START DOCUMENT PASSAGE

It should be stressed that, as used herein, the term “plate” or “member” refers to any type of printing member or surface capable of recording an image defined by regions exhibiting differential affinities for ink and/or fountain solution. Suitable configurations include the traditional planar or curved lithographic plates that are mounted on the plate cylinder of a printing press, but can also include seamless cylinders (e.g., the roll surface of a plate cylinder), an endless belt, or other arrangement.
Furthermore, the term “hydrophilic” is used in the printing sense to connote a surface affinity for a fluid which prevents ink from adhering thereto. Such fluids include water for conventional ink systems, aqueous and non-aqueous dampening liquids, and the non-ink phase of single-fluid ink systems. Thus, a hydrophilic surface in accordance herewith exhibits preferential affinity for any of these materials relative to oil-based materials.
The term “substantially” means±10% (e.g., by weight or by volume), and in some embodiments, ±5%. The term “consists essentially of” means excluding other materials that contribute to function or structure. For example, a resin phase consisting essentially of a major amount of alkali-soluble novolac resin and a minor amount of one or more poly(vinyl phenol) polymers or copolymers combined with one or more vinyl phenol monomers may include other ingredients, such as a catalyst, that may perform important functions but do not constitute part of the polymer structure of the resin. Percentages refer to weight percentages unless otherwise indicated.
The foregoing discussion will be understood more readily from the following detailed description of the disclosed technology, when taken in conjunction with the single FIGURE of the drawing, which is an enlarged cross-sectional view of a positive-working printing member according to the invention.

END DOCUMENT PASSAGE
START RECORDS

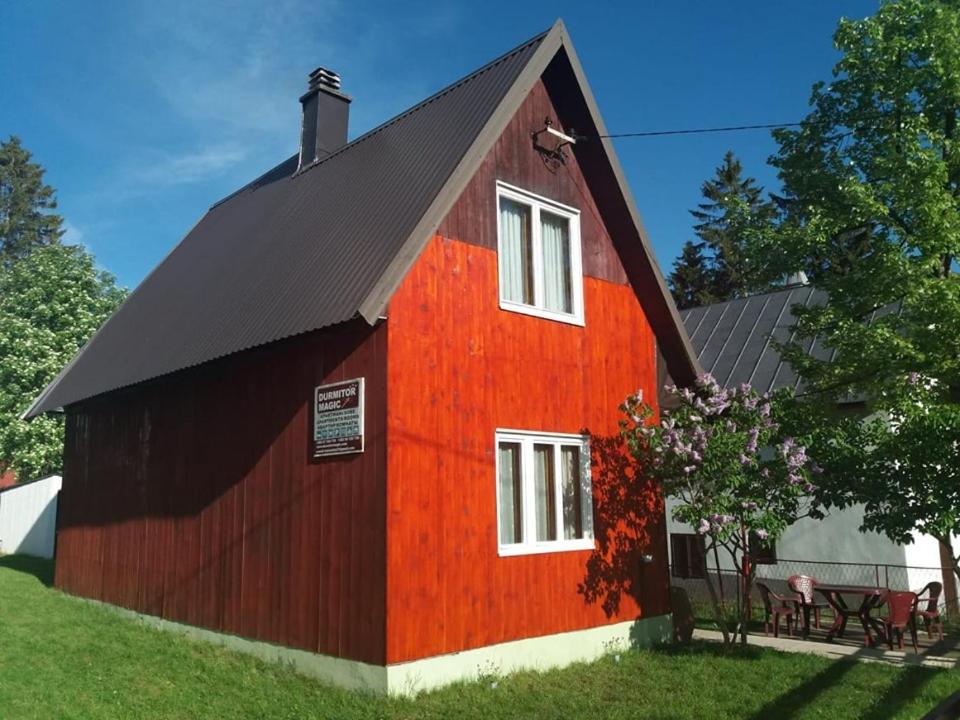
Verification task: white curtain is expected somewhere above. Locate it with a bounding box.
[533,445,557,541]
[500,198,533,305]
[540,210,573,313]
[560,446,583,540]
[499,443,523,545]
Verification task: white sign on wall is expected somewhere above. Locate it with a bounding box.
[313,378,363,459]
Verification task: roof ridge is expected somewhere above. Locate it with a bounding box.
[681,285,817,313]
[209,29,550,210]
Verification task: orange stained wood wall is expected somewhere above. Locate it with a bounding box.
[387,83,668,662]
[55,322,386,664]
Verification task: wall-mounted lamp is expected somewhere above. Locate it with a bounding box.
[531,118,577,163]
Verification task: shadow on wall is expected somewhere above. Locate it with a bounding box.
[12,495,57,558]
[578,431,669,617]
[0,555,53,587]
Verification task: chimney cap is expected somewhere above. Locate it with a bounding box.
[307,67,340,92]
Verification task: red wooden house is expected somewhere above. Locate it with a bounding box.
[30,22,696,691]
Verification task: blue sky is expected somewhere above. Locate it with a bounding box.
[0,0,877,287]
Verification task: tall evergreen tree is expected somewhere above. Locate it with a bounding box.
[690,150,776,300]
[0,136,63,267]
[669,150,778,307]
[667,240,717,309]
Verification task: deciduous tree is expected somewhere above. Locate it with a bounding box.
[754,0,960,572]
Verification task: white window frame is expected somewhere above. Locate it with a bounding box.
[497,180,584,326]
[494,428,596,557]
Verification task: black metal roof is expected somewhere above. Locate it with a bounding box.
[680,286,832,392]
[25,21,697,417]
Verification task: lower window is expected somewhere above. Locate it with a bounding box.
[496,430,594,555]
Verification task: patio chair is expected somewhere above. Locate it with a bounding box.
[787,575,830,632]
[917,581,943,640]
[757,583,800,637]
[880,590,920,653]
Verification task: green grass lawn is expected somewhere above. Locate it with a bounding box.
[0,556,960,720]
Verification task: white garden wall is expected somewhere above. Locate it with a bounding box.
[0,475,62,558]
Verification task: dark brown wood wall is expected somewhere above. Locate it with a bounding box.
[55,323,386,664]
[437,81,627,285]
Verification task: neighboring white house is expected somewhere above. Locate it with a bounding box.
[0,475,62,558]
[667,286,960,597]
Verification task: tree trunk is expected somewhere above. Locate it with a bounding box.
[938,534,960,615]
[703,542,730,645]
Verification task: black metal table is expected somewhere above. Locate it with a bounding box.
[816,583,888,646]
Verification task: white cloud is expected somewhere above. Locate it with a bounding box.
[60,220,83,245]
[130,144,247,187]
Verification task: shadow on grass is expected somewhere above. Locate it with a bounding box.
[750,661,864,720]
[863,667,933,720]
[0,555,53,587]
[651,641,769,660]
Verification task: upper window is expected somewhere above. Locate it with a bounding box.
[497,183,583,325]
[670,533,705,578]
[496,430,594,555]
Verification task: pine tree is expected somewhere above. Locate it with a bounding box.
[0,136,63,267]
[667,240,716,310]
[690,150,776,300]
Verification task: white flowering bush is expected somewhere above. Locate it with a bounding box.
[620,374,819,641]
[0,245,125,481]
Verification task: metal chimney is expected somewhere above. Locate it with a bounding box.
[299,67,350,168]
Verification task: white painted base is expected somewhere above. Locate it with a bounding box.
[387,615,673,695]
[78,598,673,695]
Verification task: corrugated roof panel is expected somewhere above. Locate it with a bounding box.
[700,300,746,376]
[31,28,546,414]
[713,296,768,385]
[683,287,829,392]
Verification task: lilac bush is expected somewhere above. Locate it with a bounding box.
[620,374,817,641]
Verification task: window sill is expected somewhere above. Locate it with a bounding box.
[497,538,597,557]
[500,300,586,327]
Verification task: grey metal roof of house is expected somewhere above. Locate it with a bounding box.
[680,286,832,392]
[25,21,697,417]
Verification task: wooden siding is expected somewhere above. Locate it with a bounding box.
[56,323,386,664]
[387,80,668,662]
[437,76,627,285]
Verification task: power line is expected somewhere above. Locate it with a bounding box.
[600,122,802,138]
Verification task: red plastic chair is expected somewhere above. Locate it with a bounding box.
[757,583,800,637]
[787,575,830,632]
[917,582,943,640]
[880,590,920,653]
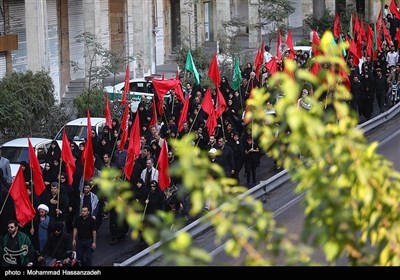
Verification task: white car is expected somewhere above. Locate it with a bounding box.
[54,118,106,149]
[293,46,312,58]
[0,137,53,178]
[104,77,171,115]
[104,78,155,114]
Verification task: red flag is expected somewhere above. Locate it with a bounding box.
[82,110,94,180]
[149,97,157,127]
[61,128,76,185]
[338,63,351,91]
[208,53,221,88]
[312,30,320,56]
[28,138,45,196]
[201,88,214,115]
[119,105,129,150]
[104,93,112,129]
[153,80,180,115]
[178,97,190,132]
[175,84,185,103]
[206,110,217,136]
[286,31,296,59]
[394,29,400,48]
[383,23,393,46]
[254,41,264,76]
[243,89,256,125]
[353,13,361,36]
[157,140,171,191]
[124,114,140,180]
[389,0,400,19]
[10,167,36,225]
[276,31,282,61]
[121,64,129,105]
[265,58,278,75]
[215,87,228,118]
[360,19,367,41]
[333,13,341,38]
[310,62,321,75]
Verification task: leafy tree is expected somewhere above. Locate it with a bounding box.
[304,9,335,33]
[96,31,400,265]
[74,89,107,118]
[71,32,133,116]
[259,0,295,44]
[0,71,65,140]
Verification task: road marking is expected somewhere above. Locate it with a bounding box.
[378,129,400,146]
[210,192,306,257]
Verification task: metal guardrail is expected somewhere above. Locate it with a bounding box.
[114,103,400,266]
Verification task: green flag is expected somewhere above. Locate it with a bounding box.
[185,50,200,85]
[372,22,378,51]
[232,57,242,90]
[349,14,353,39]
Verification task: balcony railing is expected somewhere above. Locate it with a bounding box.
[0,35,18,52]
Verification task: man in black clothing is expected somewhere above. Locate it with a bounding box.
[38,222,72,265]
[0,220,34,266]
[374,68,388,113]
[217,137,235,177]
[72,206,97,266]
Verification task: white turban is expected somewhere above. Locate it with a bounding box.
[38,204,49,213]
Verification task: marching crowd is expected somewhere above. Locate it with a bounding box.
[0,8,400,266]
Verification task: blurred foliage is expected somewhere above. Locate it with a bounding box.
[0,71,67,141]
[97,31,400,265]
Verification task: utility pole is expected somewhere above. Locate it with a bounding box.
[313,0,326,19]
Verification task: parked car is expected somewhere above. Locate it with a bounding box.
[104,76,170,116]
[54,118,106,148]
[0,137,52,177]
[293,46,312,58]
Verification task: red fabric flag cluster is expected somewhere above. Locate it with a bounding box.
[10,167,36,225]
[286,31,296,59]
[201,88,217,136]
[254,41,264,76]
[124,113,140,180]
[389,0,400,19]
[312,30,320,56]
[28,138,45,196]
[333,13,341,38]
[153,80,185,115]
[82,110,94,180]
[104,93,112,129]
[208,54,227,118]
[149,97,157,127]
[119,105,129,150]
[61,128,76,185]
[276,31,282,61]
[208,53,221,88]
[121,64,130,105]
[157,140,171,191]
[178,97,190,132]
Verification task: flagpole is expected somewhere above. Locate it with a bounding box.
[153,96,158,125]
[188,112,199,134]
[219,115,226,140]
[56,158,62,217]
[29,167,34,232]
[142,194,150,221]
[109,121,121,162]
[0,188,11,215]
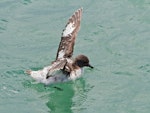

END RECORDS

[REQUIREMENTS]
a - Determine whether each of the following statements agrees with the passage on printing members: (i) an endless belt is among the configurations a printing member may take; (ii) percentages are by volume unless otherwise indicated; (iii) the single figure shows a negative-working printing member. Answer yes or no for each and quote the deciding words of the passage.
b - Write out the records from their beginning through the line that contains "[667,240,717,309]", inclusive, reproducing each line unchanged. Omit the pictures from your answer.

[SOLVED TASKS]
a -
(i) Yes: "can also include seamless cylinders (e.g., the roll surface of a plate cylinder), an endless belt, or other arrangement."
(ii) No: "Percentages refer to weight percentages unless otherwise indicated."
(iii) No: "an enlarged cross-sectional view of a positive-working printing member according to the invention."

b -
Verification task: white curtain is expected somewhere above. Locate it with a bounding box.
[533,445,557,541]
[500,198,533,305]
[540,210,573,313]
[560,446,583,540]
[499,443,523,545]
Verification task: white sign on wall is expected somewhere above. Locate it with a bounding box.
[313,378,363,459]
Verification task: roof ridge is expected somewhere above. Locate it with a bounding box.
[681,285,817,313]
[209,29,550,210]
Verification task: orange stained wood wall is expected somewhere above. Locate it with a bounding box.
[387,83,668,662]
[55,322,386,664]
Verification task: wall-mounted lamp is expected somewhere above. Locate it with a bounding box.
[531,118,577,163]
Verification task: shadow on wall is expected somewhere above. Locate it with a bounding box.
[12,495,57,558]
[578,431,669,617]
[0,555,53,587]
Verification task: chimney cap is expected somewhere above. Locate it with a bounding box.
[307,67,340,92]
Verification task: red wooden house is expected somewhere above. Locate it with a bounding box.
[30,22,696,691]
Verification task: blue sky is expected somewhere above. Locate it with a bounding box.
[0,0,877,287]
Verification task: tall evergreen tree is expected somewhere above. Locate it with a bounding box.
[690,150,776,300]
[0,136,63,267]
[669,150,778,307]
[667,240,717,309]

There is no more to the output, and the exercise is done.